[WHAT THE TASK REQUIRES]
A word-for-word retyping of the listing is the goal.

[DATA TO USE]
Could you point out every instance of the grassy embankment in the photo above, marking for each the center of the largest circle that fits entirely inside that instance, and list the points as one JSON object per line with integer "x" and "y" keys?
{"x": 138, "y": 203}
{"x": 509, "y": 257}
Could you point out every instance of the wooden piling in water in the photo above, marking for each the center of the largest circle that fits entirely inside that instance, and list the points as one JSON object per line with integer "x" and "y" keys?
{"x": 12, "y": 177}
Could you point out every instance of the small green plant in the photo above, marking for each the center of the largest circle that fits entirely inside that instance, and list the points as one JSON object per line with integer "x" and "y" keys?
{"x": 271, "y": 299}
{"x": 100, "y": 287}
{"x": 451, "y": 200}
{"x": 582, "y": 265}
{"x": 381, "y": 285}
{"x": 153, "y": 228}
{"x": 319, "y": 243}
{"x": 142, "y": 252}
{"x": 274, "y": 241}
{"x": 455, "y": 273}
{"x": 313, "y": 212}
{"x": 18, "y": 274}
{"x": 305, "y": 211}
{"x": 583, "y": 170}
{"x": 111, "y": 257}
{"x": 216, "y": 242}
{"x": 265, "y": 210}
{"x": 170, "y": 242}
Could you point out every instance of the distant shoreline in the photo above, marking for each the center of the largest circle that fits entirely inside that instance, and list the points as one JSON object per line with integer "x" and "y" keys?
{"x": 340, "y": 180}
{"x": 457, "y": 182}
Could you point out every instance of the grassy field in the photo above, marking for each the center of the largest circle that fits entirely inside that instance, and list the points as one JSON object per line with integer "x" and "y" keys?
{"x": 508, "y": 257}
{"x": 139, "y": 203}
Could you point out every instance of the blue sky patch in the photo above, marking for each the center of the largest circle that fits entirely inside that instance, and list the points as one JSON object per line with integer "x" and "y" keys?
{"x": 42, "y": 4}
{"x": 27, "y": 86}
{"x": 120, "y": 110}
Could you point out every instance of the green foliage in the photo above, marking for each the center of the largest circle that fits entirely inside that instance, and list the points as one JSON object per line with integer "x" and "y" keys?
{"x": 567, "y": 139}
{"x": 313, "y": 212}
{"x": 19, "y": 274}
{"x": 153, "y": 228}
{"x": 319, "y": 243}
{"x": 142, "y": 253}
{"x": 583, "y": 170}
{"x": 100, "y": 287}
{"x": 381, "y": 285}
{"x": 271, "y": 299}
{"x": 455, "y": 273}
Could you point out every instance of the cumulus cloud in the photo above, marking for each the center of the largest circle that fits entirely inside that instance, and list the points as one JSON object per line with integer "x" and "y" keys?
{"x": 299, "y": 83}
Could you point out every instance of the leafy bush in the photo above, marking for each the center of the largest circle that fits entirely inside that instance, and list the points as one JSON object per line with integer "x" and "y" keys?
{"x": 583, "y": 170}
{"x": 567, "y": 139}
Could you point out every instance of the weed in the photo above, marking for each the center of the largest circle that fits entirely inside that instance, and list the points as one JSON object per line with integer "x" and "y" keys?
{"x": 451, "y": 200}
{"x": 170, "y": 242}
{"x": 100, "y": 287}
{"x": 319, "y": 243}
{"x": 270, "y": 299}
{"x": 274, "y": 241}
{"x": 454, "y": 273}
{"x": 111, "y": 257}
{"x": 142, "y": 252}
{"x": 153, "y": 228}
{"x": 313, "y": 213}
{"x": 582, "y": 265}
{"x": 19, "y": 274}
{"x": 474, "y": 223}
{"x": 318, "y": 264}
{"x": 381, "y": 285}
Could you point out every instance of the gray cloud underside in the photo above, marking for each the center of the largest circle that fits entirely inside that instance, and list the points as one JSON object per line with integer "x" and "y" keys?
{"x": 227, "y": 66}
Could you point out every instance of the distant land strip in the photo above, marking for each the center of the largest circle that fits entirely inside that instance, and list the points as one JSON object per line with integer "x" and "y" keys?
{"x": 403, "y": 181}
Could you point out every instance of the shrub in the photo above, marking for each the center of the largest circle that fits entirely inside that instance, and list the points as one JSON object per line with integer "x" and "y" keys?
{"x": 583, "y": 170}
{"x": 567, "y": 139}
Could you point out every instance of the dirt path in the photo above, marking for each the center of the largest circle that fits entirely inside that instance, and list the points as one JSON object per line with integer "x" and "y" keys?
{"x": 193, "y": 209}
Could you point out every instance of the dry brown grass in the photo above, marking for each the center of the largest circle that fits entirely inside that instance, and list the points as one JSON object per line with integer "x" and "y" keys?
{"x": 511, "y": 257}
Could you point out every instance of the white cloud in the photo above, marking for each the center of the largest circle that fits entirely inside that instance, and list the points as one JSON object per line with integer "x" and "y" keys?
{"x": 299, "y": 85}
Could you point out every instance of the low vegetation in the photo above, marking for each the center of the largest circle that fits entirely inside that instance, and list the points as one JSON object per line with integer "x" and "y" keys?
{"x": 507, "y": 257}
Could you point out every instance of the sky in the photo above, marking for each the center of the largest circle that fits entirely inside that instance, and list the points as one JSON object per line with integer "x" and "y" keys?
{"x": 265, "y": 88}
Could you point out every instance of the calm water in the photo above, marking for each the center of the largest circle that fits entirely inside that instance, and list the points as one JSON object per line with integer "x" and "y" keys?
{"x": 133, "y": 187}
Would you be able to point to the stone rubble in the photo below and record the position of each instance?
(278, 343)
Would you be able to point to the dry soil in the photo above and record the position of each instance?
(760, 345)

[SOLUTION TO THIS PROBLEM]
Could you point out every instance of the grassy embankment in the photo above, marking for each the center of the largest circle that fits entirely inside that instance, and list the points as one JSON object per line with integer "x" and "y" keys?
{"x": 138, "y": 203}
{"x": 509, "y": 257}
Could you point out every instance of the wooden piling in water in the photo above, marking for each the center of the largest circle that fits entirely inside that instance, and list the points as one JSON object per line with integer "x" and "y" keys?
{"x": 12, "y": 177}
Could you point out every instance of the small green plant in the photo above, marking for each the center of the largest circle that fits entirely inside that instance, and list the points as one JSON object per line with integer "x" and "y" keys?
{"x": 271, "y": 299}
{"x": 100, "y": 287}
{"x": 451, "y": 200}
{"x": 582, "y": 265}
{"x": 381, "y": 285}
{"x": 153, "y": 228}
{"x": 319, "y": 243}
{"x": 142, "y": 252}
{"x": 274, "y": 241}
{"x": 455, "y": 273}
{"x": 313, "y": 212}
{"x": 18, "y": 274}
{"x": 305, "y": 211}
{"x": 583, "y": 170}
{"x": 111, "y": 257}
{"x": 216, "y": 242}
{"x": 265, "y": 210}
{"x": 170, "y": 242}
Could you point out every instance of the distant shoreline in the photo above, marking for each the center of the largest circle that fits entirely inside that instance, and list the points as one JSON object per line with integer "x" and "y" keys?
{"x": 340, "y": 180}
{"x": 457, "y": 182}
Could you point out every instance of the grassy field in the photo above, marking for each the center of the largest circle that fits entirely inside that instance, and list the points as one JSON object per line with integer "x" and "y" keys?
{"x": 508, "y": 257}
{"x": 139, "y": 203}
Could you point out every instance of the blue sky patch in the photo above, marking for each the center of the largest circle that fits entirely inside that instance, and list the points as one JSON object per line with integer "x" and "y" keys?
{"x": 42, "y": 4}
{"x": 27, "y": 86}
{"x": 120, "y": 110}
Could you point out every instance of the green foliage in the photo above, marking for each the center of the largest circle that fits entirely inside that instance, and list the points as one JSON object per line with integer "x" and "y" keys?
{"x": 567, "y": 139}
{"x": 313, "y": 212}
{"x": 19, "y": 274}
{"x": 153, "y": 228}
{"x": 319, "y": 243}
{"x": 142, "y": 253}
{"x": 583, "y": 170}
{"x": 100, "y": 287}
{"x": 381, "y": 285}
{"x": 271, "y": 299}
{"x": 455, "y": 273}
Could you point out every instance of the cumulus cloud in the photo above, marking for each the center of the largest circle that fits entirely inside that instance, and list the points as one JSON object per line with integer "x" and "y" keys?
{"x": 299, "y": 83}
Could you point out every instance of the leafy bush in the photo above, marking for each the center of the largest circle that fits entirely inside that instance, and list the points as one JSON object per line with integer "x" and "y" keys?
{"x": 583, "y": 170}
{"x": 567, "y": 139}
Could you point out every instance of the weed in the photo above, marking for each the center of the largest circle that fits entirely inside that instance, and list the points as one JSON object per line with integer "x" and "y" keys?
{"x": 451, "y": 200}
{"x": 170, "y": 242}
{"x": 100, "y": 287}
{"x": 319, "y": 243}
{"x": 270, "y": 299}
{"x": 274, "y": 241}
{"x": 454, "y": 273}
{"x": 111, "y": 257}
{"x": 142, "y": 252}
{"x": 153, "y": 228}
{"x": 313, "y": 213}
{"x": 582, "y": 265}
{"x": 19, "y": 274}
{"x": 474, "y": 223}
{"x": 318, "y": 264}
{"x": 381, "y": 285}
Could you point out every instance of the gray cloud underside in the photo above, marking for each the center of the largest circle that fits entirely inside that instance, and list the points as one JSON object per line with integer "x" and "y" keys?
{"x": 227, "y": 66}
Could you point out every instance of the distant land strip in the photo above, marking for each the center of the largest circle that fits entirely inside that instance, and list the points as one JSON object per line with integer "x" and "y" keys?
{"x": 403, "y": 181}
Could you point out every instance of the shrub in the photo above, marking for each the center of the largest circle that fits entirely inside that instance, and list the points as one JSON object per line with integer "x" and "y" keys?
{"x": 583, "y": 170}
{"x": 567, "y": 139}
Could you point out every instance of the dirt path in the photo above, marking for each the center of the largest circle that fits entirely inside that instance, and list the points as one JSON object per line with integer "x" and "y" keys?
{"x": 193, "y": 209}
Could you point out every instance of the dry brown grass in the photo above, marking for each the center of the largest circle that fits entirely inside that instance, and list the points as one JSON object per line with integer "x" and "y" keys?
{"x": 511, "y": 257}
Could you point out every instance of the white cloud in the photo above, marking for each the center of the largest circle that fits entirely inside that instance, and list the points as one JSON object per line with integer "x" and "y" keys?
{"x": 299, "y": 85}
Could you point out every instance of the low vegetation in the photo above, marking for each the center of the largest circle that fits entirely inside that instance, and list the points as one JSON object per line with integer "x" and "y" keys?
{"x": 507, "y": 257}
Could you point out every instance of the sky in the photo above, marking for each the center of the largest circle that fits entirely inside that instance, and list the points as one JSON object per line with integer "x" and "y" keys?
{"x": 265, "y": 88}
Could you point out every instance of the calm water in the photo above, marking for each the center of the largest circle that fits entirely inside that instance, and list the points as one JSON object per line with integer "x" and "y" keys?
{"x": 133, "y": 187}
Would you be able to point to the stone rubble in the photo below and record the position of each instance?
(278, 343)
Would you be able to point to the dry soil in the photo above and record the position of each instance?
(760, 345)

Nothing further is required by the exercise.